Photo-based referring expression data
· · · · ·

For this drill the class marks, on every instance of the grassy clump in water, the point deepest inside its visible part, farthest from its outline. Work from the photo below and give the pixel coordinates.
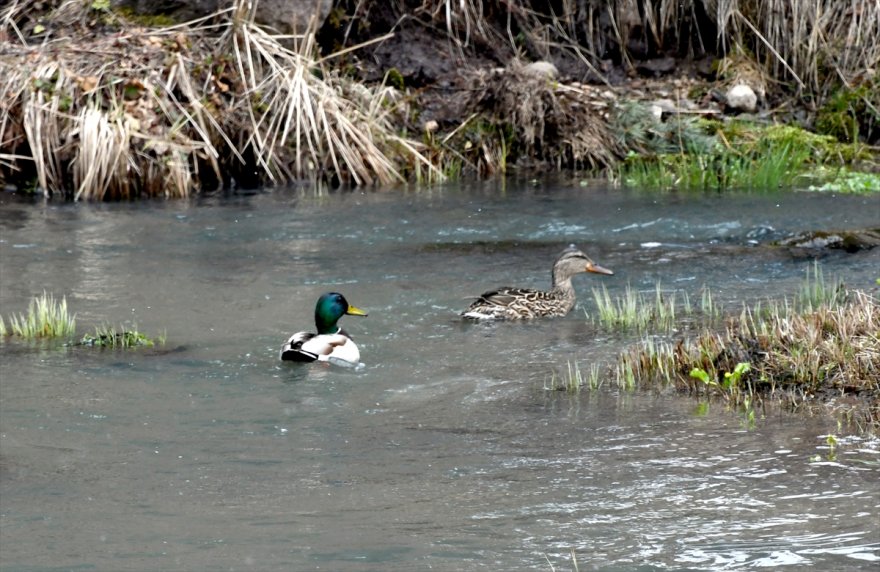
(635, 312)
(824, 347)
(109, 337)
(740, 155)
(571, 379)
(45, 318)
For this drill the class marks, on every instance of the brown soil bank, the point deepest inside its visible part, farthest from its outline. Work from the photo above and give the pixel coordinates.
(100, 100)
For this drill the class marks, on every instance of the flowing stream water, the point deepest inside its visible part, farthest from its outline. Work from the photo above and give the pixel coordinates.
(447, 450)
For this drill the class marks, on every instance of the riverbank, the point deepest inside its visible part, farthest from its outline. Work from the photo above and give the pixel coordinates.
(102, 103)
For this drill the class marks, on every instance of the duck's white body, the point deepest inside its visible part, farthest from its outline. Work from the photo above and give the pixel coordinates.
(307, 346)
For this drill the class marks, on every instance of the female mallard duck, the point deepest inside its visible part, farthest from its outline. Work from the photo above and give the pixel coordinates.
(524, 303)
(331, 343)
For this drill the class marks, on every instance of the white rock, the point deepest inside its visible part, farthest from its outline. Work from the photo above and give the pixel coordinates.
(541, 69)
(742, 97)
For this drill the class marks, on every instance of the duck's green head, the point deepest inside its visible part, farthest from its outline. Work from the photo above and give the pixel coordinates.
(330, 308)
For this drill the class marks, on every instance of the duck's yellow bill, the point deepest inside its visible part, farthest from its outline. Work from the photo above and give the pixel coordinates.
(598, 269)
(352, 311)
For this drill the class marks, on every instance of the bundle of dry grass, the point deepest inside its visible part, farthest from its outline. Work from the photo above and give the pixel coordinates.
(808, 42)
(165, 112)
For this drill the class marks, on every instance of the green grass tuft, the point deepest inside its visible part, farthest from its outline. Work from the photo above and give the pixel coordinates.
(45, 318)
(109, 337)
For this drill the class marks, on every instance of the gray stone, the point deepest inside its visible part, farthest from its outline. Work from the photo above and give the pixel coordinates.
(742, 97)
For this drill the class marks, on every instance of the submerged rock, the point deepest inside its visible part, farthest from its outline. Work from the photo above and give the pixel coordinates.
(849, 240)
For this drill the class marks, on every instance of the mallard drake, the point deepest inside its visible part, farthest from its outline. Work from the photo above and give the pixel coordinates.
(330, 343)
(510, 303)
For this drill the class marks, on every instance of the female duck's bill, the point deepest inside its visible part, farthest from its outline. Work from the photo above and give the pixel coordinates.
(330, 343)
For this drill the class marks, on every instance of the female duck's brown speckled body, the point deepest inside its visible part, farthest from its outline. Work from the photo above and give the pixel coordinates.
(509, 303)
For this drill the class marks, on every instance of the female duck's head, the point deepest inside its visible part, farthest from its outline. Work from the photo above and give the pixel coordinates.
(330, 308)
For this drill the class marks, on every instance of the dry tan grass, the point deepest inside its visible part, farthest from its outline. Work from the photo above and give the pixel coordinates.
(795, 40)
(165, 112)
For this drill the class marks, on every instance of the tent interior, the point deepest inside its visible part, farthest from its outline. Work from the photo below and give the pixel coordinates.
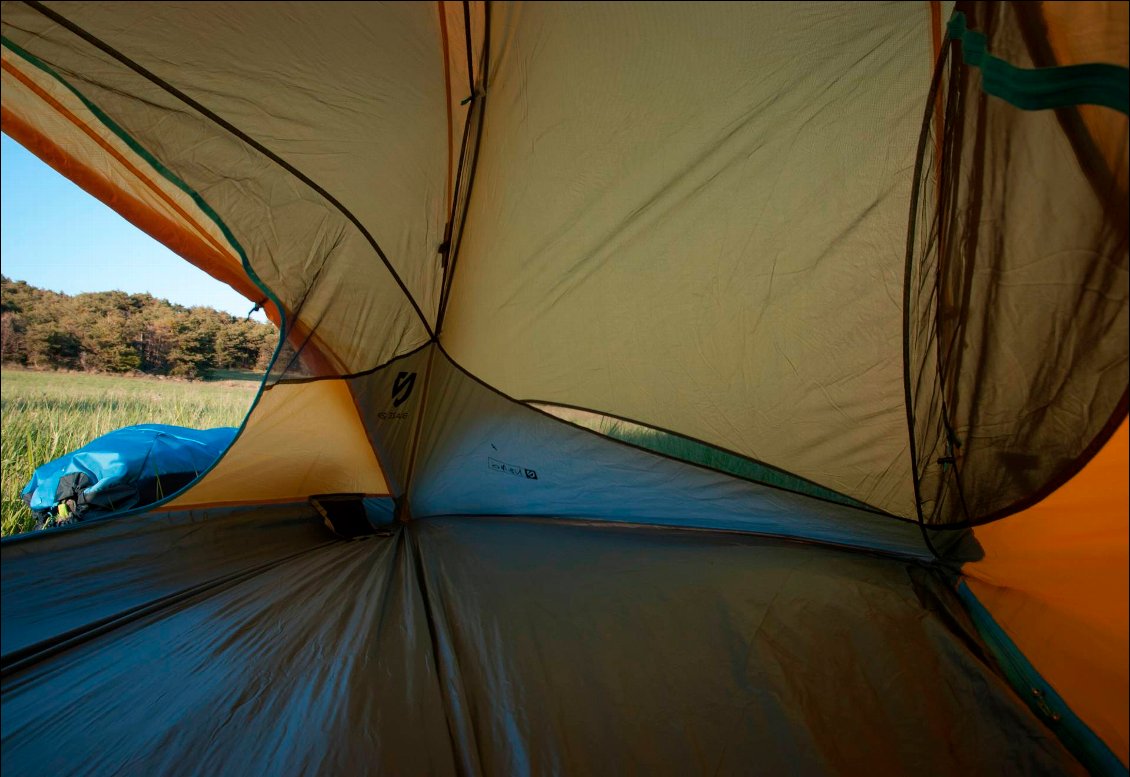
(728, 387)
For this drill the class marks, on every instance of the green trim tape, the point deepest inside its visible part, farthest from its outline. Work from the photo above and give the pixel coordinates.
(1042, 88)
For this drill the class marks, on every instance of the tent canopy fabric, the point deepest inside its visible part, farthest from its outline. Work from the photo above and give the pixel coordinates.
(671, 274)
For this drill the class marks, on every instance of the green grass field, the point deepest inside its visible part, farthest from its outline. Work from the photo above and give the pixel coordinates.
(46, 415)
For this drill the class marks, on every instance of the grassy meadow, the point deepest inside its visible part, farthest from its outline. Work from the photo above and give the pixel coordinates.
(48, 415)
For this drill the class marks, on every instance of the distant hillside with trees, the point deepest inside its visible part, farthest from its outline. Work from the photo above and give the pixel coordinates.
(119, 332)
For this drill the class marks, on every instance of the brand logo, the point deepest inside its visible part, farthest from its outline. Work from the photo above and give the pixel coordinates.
(402, 387)
(511, 469)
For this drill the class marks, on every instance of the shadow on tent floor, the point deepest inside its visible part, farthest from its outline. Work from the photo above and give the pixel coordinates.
(253, 644)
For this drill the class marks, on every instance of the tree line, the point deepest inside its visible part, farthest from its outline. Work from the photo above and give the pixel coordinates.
(119, 332)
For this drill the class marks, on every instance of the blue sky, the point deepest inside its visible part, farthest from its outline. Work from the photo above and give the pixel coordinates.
(55, 236)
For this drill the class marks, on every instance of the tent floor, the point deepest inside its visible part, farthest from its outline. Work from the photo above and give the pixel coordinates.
(255, 644)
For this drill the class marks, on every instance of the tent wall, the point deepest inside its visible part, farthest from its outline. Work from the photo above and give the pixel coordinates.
(667, 221)
(483, 453)
(1055, 578)
(301, 438)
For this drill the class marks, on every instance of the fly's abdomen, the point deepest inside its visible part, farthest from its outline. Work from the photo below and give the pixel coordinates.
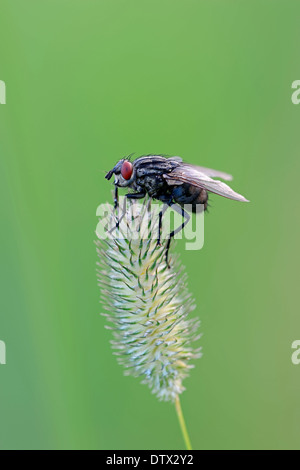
(189, 194)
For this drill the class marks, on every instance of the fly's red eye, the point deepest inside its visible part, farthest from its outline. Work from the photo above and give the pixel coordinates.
(126, 170)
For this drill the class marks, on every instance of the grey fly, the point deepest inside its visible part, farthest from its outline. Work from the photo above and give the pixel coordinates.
(171, 181)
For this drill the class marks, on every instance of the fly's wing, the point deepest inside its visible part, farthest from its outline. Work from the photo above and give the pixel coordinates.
(193, 175)
(210, 172)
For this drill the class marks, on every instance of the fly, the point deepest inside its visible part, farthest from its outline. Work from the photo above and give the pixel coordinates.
(171, 181)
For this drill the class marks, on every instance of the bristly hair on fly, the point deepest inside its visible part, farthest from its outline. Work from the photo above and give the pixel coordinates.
(147, 304)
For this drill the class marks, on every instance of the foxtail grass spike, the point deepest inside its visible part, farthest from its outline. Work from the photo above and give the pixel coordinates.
(147, 303)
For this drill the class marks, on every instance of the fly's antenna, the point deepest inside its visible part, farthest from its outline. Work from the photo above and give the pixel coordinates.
(129, 156)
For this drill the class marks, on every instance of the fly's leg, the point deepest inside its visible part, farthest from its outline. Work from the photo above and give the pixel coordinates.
(127, 196)
(187, 217)
(116, 198)
(160, 216)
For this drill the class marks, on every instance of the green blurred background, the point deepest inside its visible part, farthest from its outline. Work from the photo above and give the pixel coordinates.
(89, 81)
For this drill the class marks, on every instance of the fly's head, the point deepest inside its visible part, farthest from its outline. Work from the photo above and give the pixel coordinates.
(124, 172)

· · · · ·

Aim of the task
Restate each record from above word for word, excluding any picture it holds.

Task response
For this drill the class marks, on every instance of the grassy clump in water, the point deepest inside its visible part, farthest from its outline. Work from the photo below and give the pixel coordinates.
(635, 312)
(824, 347)
(109, 337)
(740, 155)
(571, 379)
(45, 318)
For this drill the class marks, on every instance of the brown soil bank, the point deepest inside its visible part, farthest from its outline. Work from the photo above and give the pixel coordinates.
(100, 100)
For this drill the class marks, on every instance of the flowing stream water, the point deepest inside its visible part, farthest from its outline. Work from the photo above and give the pixel coordinates.
(447, 450)
For this drill the class marks, on every instance of the riverbank, the point deepest inside its visible part, farthest from its outline. Work from the photo above and give the pixel coordinates.
(102, 103)
For this drill the class marks, on every instance of the duck's white body, the point deepest inside its visible part, farthest from its outline. Work from the photo above and give the pixel coordinates.
(307, 346)
For this drill the class marks, on every instance of the female mallard duck, the point deepest inside its visible part, farthest from its outline. Work from the photo above and give the pixel coordinates.
(524, 303)
(331, 343)
For this drill the class marks, on every instance of the white rock, the point deepest inside its visible part, farthest from its outline. Work from the photo above and give the pixel coordinates.
(541, 69)
(742, 97)
For this drill the class marks, on every instance of the duck's green head, the point deepest inside its visible part, farthest from its outline. Work from the photo above and give the pixel coordinates.
(330, 308)
For this drill the class marks, on every instance of the duck's yellow bill, the point deepest inside its visible part, farthest from its outline. Work from the photo above and give the pixel coordinates.
(598, 269)
(352, 311)
For this drill the class marks, on every instance of the bundle of dry grass, the point deepest inside its visible part, farthest from its outline. Work from the photo above and give the pixel coordinates.
(808, 42)
(165, 112)
For this drill the class marks, on every instance of the green grass tuft, the point deepest inside its visible part, farthest from its outline. Work from the photo above and give the pixel coordinates.
(45, 318)
(109, 337)
For this drill the class marks, on every instance of the gray stone, the point deepest inside its visible part, farthest from its outline. Work from the photo above and give the pixel coordinates.
(742, 97)
For this drill the class marks, on every instance of the submerged rock, the point deepest inside its visible part, farthest from its outline. Work from the photo above and give the pixel coordinates.
(849, 240)
For this drill the class marks, on every instance of the mallard drake, the point deepest inside its visible part, farthest from its outline. Work from the photo above and give the pixel coordinates.
(330, 343)
(510, 303)
For this drill the class marks, on every instance of the female duck's bill, the point deepest inside its visible part, farthest from its outline. Work from the photo above and give the pixel coordinates.
(330, 343)
For this drill the class marks, on every instance of the female duck's brown speckled body, the point deepest inside its visible part, farthest from its outline. Work from the photo above and give the pixel coordinates.
(509, 303)
For this drill the class marks, on every instance of the female duck's head, the point deepest inside its visible part, farthest from its outline. Work from the photo above and give the pixel coordinates.
(330, 308)
For this drill the class marks, on every instance of the dry tan grass, the point deepest inside its visible part, farthest from its outline. Work from the photo above and give the pixel coordinates.
(795, 40)
(165, 112)
For this drill the class marks, on every instance of the tent interior, the point deepest inside its visible part, farthest from its outline. Work from the photo below and give the pixel coordinates.
(728, 387)
For this drill the class marks, on every instance of the green trim tape, the point deepest inside its visible part, farthest from its outline. Work from the photo above and give the pixel coordinates.
(1042, 88)
For this drill the class marks, on every instance of the tent canopy fabric, the point deepest inside its visible part, farthest from its outline. Work from the photo above and give the pixel coordinates.
(671, 274)
For this drill the class marks, on every instance of the green grass field, the point deepest inside its visible part, farthest from its outline. Work from the photo above and give the pixel coordinates.
(46, 415)
For this drill the class marks, on every instance of the grassy meadow, the point deepest inside its visible part, farthest from its outline. Work from the photo above and give the pixel coordinates.
(48, 415)
For this drill the class marks, on every instance of the distant hillside with trees, the point deepest inside its visible part, farthest from its outline. Work from the photo above and give the pixel coordinates.
(119, 332)
For this drill the class marks, on every instance of the brand logo, the point deepest inside its visible part, farthest from its outline. Work from the photo above and give the pixel coordinates.
(402, 387)
(511, 469)
For this drill the class marks, on every instance of the shadow on tent floor, the point deepest inside its visible part, farthest from its outline. Work from the photo above and give the pixel coordinates.
(253, 644)
For this drill the class marks, on every instance of the tree line, the point deepest inside its visible part, farthest from its outline. Work from the photo above and give the pixel coordinates.
(119, 332)
For this drill the class marks, on every instance of the blue sky, the point deepest inside its visible part, farthest from its outline. Work from the photo above and give the pixel coordinates.
(55, 236)
For this drill the class marks, on every instance of the tent floor, the point deepest inside its visible part, farthest from its outline. Work from the photo above and give the pixel coordinates.
(255, 644)
For this drill the class marks, on every instance of the tent wall, the point deepest inside its visible part, farthest from its outline. Work from the photo above and give the pixel coordinates.
(667, 221)
(483, 453)
(1055, 578)
(301, 438)
For this drill the class marks, on every instance of the fly's abdomen, the point deepest inside its visible part, farthest from its outline. Work from the photo below and give the pixel coordinates.
(189, 194)
For this drill the class marks, on every instance of the fly's red eye, the point deepest inside its visible part, farthest from its outline. Work from the photo above and give the pixel coordinates.
(126, 170)
For this drill the class marks, on every instance of the grey fly, the point deepest inside its visible part, farthest from its outline. Work from the photo above and give the pixel coordinates.
(171, 181)
For this drill the class marks, on every instance of the fly's wing, the point deepest inside its visible part, farthest from its outline. Work from the photo above and give the pixel coordinates.
(193, 175)
(210, 172)
For this drill the class marks, on every instance of the fly, the point deepest inside its visible part, farthest from its outline. Work from the photo above and give the pixel coordinates.
(171, 181)
For this drill the class marks, on every instance of the bristly hair on fly, the point deepest inside its visible part, farthest from its outline. Work from the photo above and give the pixel coordinates.
(147, 304)
For this drill the class marks, on every instance of the foxtail grass spike, the point deepest inside its visible part, farthest from its outline. Work from the photo above and give the pixel coordinates.
(147, 303)
For this drill the class marks, on every instance of the fly's antenna, the point deepest inside its visible part, farthest from its outline. Work from the photo above and give the pixel coordinates.
(129, 156)
For this drill the class marks, on every instance of the fly's leg, the point deepest inside its visible part, farthest from its outline. Work from the photo above and give the pixel coordinates.
(127, 196)
(187, 217)
(116, 198)
(160, 216)
For this drill the class marks, on every instance of the green blurred background, the point deepest inside its visible part, farthest from its outline. Work from the photo above and give the pixel coordinates.
(89, 81)
For this drill the class marks, on every instance of the fly's head, the point deepest inside its visible part, farthest from its outline. Work from the photo above and give the pixel coordinates.
(124, 172)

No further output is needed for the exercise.